**PASSAGE**
Poor parenting skills are often implicated when a child’s behavior runs amok. However, new research suggests poor parenting is not the reason for an increase in problem behavior among teenagers.
Nevertheless, a new set of skills is necessary for successful parenting in the 21st century.
As any parent knows, the pace of life is fast as mobile phones and the Internet have transformed the means by which kids communicate and form relationships.
Additionally, graduation from high school does not dissolve responsibility as children need assistance for rising college and graduate school tuition.
A team led by Professor Frances Gardner from the Department of Social Policy and Social Work at the University of Oxford set out to determine if declining parenting skills were associated with teen behavior.
Their findings show that differences in parenting according to family structure and income have actually narrowed over the last 25 years.
However, the task of parenting is changing and could be getting increasingly stressful, particularly for some groups.

**PROBLEM 1**
Duplicate the part of the parenting passage above between "Additionally, graduation from" and "graduate school tuition.", inclusive.
**PROBLEM 2**
Answer these questions using the parenting passage above:
(a) Which two things have transformed the way kids communicate and form relationships?
(b) Who led the research team?
(c) Over how many years have differences in parenting by family structure and income narrowed?

**PROVIDED INFORMATION**
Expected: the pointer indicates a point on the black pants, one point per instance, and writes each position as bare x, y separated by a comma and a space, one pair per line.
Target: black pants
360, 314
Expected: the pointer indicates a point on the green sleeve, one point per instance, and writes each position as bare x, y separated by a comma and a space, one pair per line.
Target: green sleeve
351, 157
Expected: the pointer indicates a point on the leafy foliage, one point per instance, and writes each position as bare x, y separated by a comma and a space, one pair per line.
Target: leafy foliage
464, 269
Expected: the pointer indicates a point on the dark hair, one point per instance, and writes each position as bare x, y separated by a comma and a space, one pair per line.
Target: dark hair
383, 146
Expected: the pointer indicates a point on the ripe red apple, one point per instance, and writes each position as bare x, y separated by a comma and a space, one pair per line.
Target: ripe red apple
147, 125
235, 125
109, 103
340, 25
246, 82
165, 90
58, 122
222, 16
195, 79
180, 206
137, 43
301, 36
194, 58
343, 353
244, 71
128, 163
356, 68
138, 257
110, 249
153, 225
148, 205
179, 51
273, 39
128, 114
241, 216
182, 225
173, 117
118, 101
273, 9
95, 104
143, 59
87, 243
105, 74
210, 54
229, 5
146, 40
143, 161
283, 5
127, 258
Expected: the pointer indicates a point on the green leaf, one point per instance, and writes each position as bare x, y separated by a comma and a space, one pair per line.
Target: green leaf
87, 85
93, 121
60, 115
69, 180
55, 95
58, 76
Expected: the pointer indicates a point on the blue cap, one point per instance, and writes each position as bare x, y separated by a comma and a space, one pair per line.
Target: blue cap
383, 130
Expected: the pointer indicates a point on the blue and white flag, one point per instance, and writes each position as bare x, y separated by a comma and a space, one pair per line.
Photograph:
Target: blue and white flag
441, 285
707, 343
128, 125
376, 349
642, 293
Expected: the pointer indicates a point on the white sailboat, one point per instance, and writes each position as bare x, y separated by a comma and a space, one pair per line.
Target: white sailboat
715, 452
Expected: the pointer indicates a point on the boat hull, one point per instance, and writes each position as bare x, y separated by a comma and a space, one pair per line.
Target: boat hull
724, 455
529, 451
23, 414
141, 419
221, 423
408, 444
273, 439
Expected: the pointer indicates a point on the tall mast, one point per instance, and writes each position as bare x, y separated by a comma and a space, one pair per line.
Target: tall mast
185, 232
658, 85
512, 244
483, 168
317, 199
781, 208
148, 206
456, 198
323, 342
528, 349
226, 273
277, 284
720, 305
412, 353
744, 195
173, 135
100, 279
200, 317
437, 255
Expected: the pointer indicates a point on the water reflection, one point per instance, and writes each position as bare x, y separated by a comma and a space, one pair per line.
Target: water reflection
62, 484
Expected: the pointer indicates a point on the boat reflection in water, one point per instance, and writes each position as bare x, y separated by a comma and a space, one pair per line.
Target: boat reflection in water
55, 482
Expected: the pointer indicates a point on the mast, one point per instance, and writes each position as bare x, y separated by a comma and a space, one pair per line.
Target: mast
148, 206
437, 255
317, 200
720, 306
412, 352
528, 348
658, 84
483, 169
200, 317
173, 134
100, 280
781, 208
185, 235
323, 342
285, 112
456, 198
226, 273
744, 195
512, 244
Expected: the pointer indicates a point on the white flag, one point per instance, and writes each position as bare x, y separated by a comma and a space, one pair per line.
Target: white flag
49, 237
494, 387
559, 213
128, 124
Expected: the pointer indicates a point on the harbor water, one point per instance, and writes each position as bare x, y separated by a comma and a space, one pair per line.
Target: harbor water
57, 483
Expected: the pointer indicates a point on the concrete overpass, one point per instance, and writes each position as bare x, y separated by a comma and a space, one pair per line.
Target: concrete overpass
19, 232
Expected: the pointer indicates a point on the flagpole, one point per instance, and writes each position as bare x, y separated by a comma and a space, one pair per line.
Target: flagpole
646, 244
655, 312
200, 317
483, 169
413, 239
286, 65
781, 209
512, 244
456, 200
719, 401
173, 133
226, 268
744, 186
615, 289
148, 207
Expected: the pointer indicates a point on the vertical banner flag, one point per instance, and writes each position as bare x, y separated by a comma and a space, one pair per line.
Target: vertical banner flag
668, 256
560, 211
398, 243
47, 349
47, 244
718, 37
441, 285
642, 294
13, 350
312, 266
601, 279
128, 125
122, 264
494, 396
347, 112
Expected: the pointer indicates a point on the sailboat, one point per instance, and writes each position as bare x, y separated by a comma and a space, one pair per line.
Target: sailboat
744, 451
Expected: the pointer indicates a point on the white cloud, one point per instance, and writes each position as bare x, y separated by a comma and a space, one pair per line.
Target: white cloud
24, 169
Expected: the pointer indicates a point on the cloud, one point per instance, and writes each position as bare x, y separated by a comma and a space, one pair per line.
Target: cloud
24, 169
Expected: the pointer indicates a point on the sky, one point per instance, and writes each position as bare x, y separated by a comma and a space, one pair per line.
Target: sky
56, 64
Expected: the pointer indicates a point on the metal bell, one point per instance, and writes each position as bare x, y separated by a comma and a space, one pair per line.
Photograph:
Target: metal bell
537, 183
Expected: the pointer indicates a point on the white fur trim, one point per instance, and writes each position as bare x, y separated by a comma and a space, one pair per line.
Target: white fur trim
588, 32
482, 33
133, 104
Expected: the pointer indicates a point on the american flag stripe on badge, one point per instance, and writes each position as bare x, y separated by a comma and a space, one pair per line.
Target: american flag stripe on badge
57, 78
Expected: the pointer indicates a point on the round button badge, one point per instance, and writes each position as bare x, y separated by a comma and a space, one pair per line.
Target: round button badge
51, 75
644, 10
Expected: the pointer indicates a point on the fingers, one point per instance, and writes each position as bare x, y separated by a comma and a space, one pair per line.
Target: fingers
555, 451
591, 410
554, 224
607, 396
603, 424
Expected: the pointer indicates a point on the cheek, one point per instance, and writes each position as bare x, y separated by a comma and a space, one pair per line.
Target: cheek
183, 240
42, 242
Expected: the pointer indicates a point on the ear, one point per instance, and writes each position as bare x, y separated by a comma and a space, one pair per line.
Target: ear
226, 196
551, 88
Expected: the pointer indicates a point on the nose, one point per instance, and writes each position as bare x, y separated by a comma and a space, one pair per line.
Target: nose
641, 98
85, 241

**ANSWER SPACE 1**
Additionally, graduation from high school does not dissolve responsibility as children need assistance for rising college and graduate school tuition.

**ANSWER SPACE 2**
(a) Mobile phones and the Internet.
(b) Professor Frances Gardner, from the Department of Social Policy and Social Work at the University of Oxford.
(c) The last 25 years.